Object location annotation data
□ □ □ □ □

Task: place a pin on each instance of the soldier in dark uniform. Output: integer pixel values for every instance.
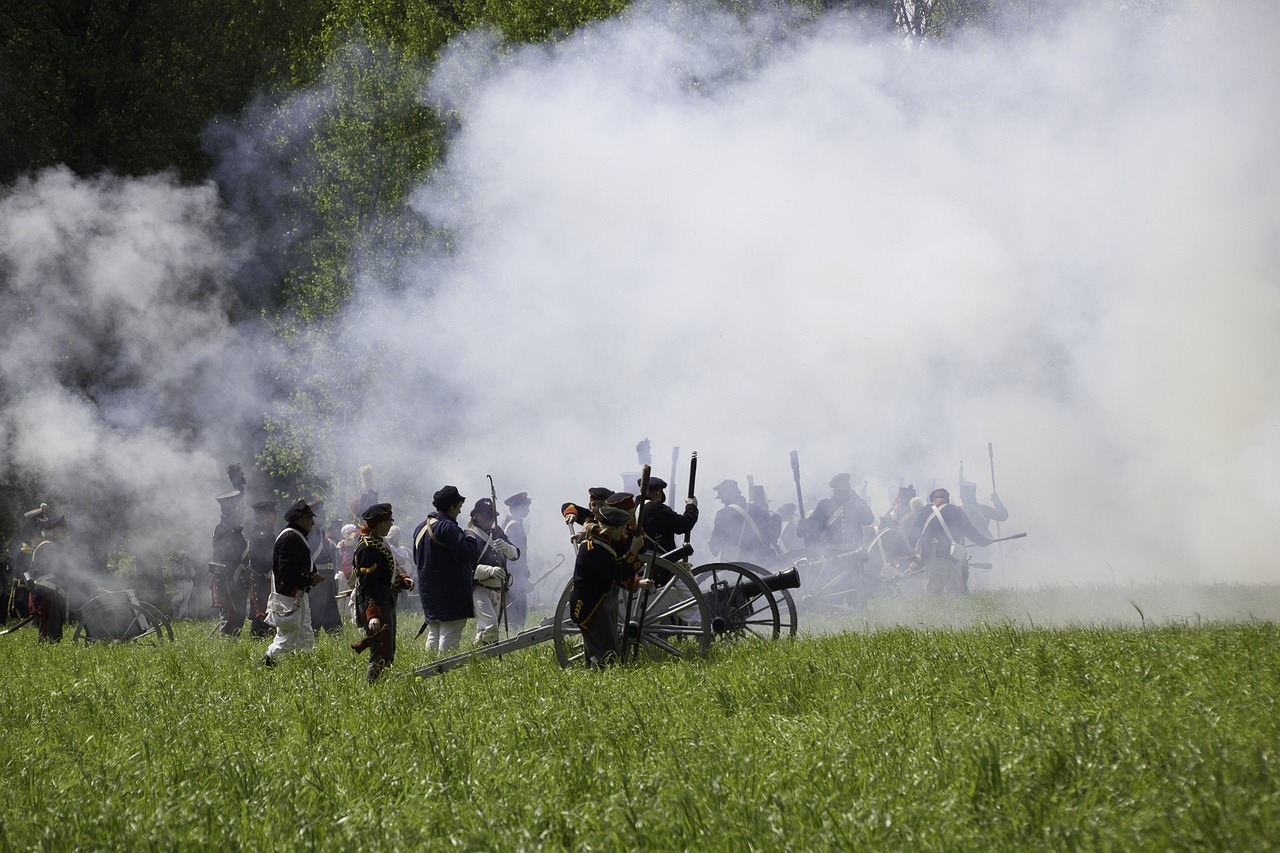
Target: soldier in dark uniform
(728, 527)
(446, 561)
(659, 521)
(766, 528)
(517, 570)
(378, 584)
(261, 542)
(325, 614)
(606, 561)
(231, 578)
(17, 593)
(839, 520)
(942, 530)
(49, 578)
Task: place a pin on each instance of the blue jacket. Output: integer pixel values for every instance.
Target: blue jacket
(446, 560)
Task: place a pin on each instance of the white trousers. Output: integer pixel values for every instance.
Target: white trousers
(488, 603)
(444, 637)
(291, 615)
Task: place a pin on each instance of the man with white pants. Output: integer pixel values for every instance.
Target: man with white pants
(288, 609)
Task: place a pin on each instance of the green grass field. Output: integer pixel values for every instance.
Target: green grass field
(961, 725)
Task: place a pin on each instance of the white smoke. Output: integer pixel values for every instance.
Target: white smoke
(745, 236)
(693, 229)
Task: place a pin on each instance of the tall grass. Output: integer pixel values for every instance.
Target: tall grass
(1000, 735)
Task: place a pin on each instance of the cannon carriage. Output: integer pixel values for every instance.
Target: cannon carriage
(679, 619)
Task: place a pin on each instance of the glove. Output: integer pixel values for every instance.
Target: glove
(490, 573)
(506, 548)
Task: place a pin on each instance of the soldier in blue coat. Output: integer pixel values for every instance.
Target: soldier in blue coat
(446, 560)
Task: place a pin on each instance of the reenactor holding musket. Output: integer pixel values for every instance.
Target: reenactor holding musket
(229, 585)
(608, 557)
(376, 587)
(261, 541)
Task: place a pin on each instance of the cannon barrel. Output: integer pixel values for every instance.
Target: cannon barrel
(785, 579)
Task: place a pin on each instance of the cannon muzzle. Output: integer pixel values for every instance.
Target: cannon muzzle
(785, 579)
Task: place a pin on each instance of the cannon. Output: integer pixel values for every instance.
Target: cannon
(120, 617)
(680, 617)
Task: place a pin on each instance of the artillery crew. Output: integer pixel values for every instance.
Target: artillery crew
(659, 521)
(229, 585)
(376, 587)
(606, 560)
(942, 530)
(261, 542)
(489, 582)
(446, 561)
(517, 570)
(288, 609)
(49, 579)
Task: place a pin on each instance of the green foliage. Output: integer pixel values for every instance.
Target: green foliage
(997, 738)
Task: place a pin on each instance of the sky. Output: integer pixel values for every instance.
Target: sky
(744, 237)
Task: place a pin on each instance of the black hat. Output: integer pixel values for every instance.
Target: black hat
(621, 501)
(297, 511)
(612, 516)
(447, 497)
(376, 511)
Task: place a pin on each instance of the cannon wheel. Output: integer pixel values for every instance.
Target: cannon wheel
(158, 628)
(736, 615)
(673, 620)
(830, 583)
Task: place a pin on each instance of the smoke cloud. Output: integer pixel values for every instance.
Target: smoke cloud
(741, 237)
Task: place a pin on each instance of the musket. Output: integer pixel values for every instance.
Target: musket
(671, 493)
(644, 575)
(548, 573)
(795, 473)
(991, 455)
(506, 582)
(693, 479)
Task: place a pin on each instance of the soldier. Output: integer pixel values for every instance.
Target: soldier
(490, 574)
(182, 601)
(768, 523)
(787, 537)
(837, 524)
(446, 560)
(376, 583)
(288, 609)
(659, 521)
(577, 514)
(229, 585)
(517, 570)
(49, 578)
(17, 593)
(606, 561)
(940, 546)
(261, 542)
(735, 534)
(325, 614)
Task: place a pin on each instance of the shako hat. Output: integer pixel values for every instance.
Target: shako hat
(376, 511)
(297, 511)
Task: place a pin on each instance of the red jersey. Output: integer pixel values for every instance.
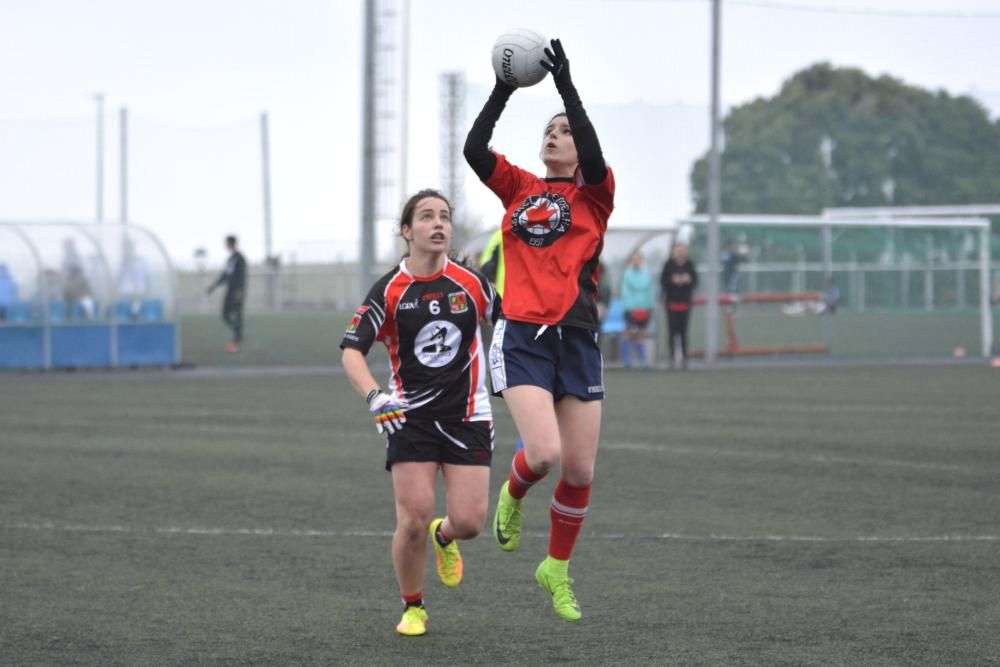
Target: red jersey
(430, 325)
(553, 234)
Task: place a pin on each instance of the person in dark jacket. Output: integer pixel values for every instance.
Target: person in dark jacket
(678, 281)
(234, 276)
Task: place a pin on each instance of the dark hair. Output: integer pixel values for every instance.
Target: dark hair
(561, 113)
(406, 217)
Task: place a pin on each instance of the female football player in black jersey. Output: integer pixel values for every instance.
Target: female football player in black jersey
(435, 410)
(544, 358)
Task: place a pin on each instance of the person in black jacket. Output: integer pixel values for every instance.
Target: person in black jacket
(235, 278)
(678, 281)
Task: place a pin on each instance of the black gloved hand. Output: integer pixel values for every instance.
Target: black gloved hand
(558, 63)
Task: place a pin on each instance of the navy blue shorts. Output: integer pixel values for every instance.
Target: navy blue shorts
(565, 361)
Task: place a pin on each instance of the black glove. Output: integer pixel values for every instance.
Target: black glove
(558, 63)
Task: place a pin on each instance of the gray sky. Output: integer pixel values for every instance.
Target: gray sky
(196, 74)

□ □ □ □ □

## [WHAT IS ASKED]
Please convert the stretch from the line containing "Task: place a pin on each instance of the shako" through the end of the entries into a JSON list of strings, one per line, with blank lines omitted. Leave the pictures out of the answer.

## [CORRECT ANSWER]
[
  "Task: place a pin on each instance of the shako hat. Output: integer pixel values for every instance.",
  "Target: shako hat",
  "(376, 511)",
  "(297, 511)",
  "Task: place a pin on each instance of the red jersey. Output: integer pixel values for every instance.",
  "Target: red jersey",
  "(430, 325)",
  "(553, 234)",
  "Task: place a pin on each instance of the person in dark jacket. Output: integer pixel values for every instance.",
  "Target: person in dark jacket",
  "(678, 281)",
  "(234, 276)",
  "Task: place a pin on each instance of the dark hair. Output: integer pixel values for every instance.",
  "Target: dark hair",
  "(561, 113)",
  "(406, 217)",
  "Task: place a pin on each instance of the female football player in black jersey. Output: integer pixel values for every instance.",
  "Target: female football player in black jersey",
  "(435, 410)",
  "(544, 358)",
  "Task: place a pin on each instance of the person in black jacket. Output: integer pixel values for every instance.",
  "Target: person in black jacket",
  "(235, 278)",
  "(678, 281)",
  "Task: place a pin on each instance of the black gloved hand. Output: integer pixel values for every instance.",
  "Target: black gloved hand",
  "(558, 63)",
  "Task: place a pin on each instance of the navy blue shorts. Output: integer pixel values for every instance.",
  "Target: navy blue shorts",
  "(565, 361)",
  "Task: place a pin on each instance of the black glove. Output: integer pixel values for every instance.",
  "Target: black glove",
  "(558, 63)",
  "Task: place a pin on each instance of the gray sky. Output: integer pixel values for every instance.",
  "Target: gray sky",
  "(196, 74)"
]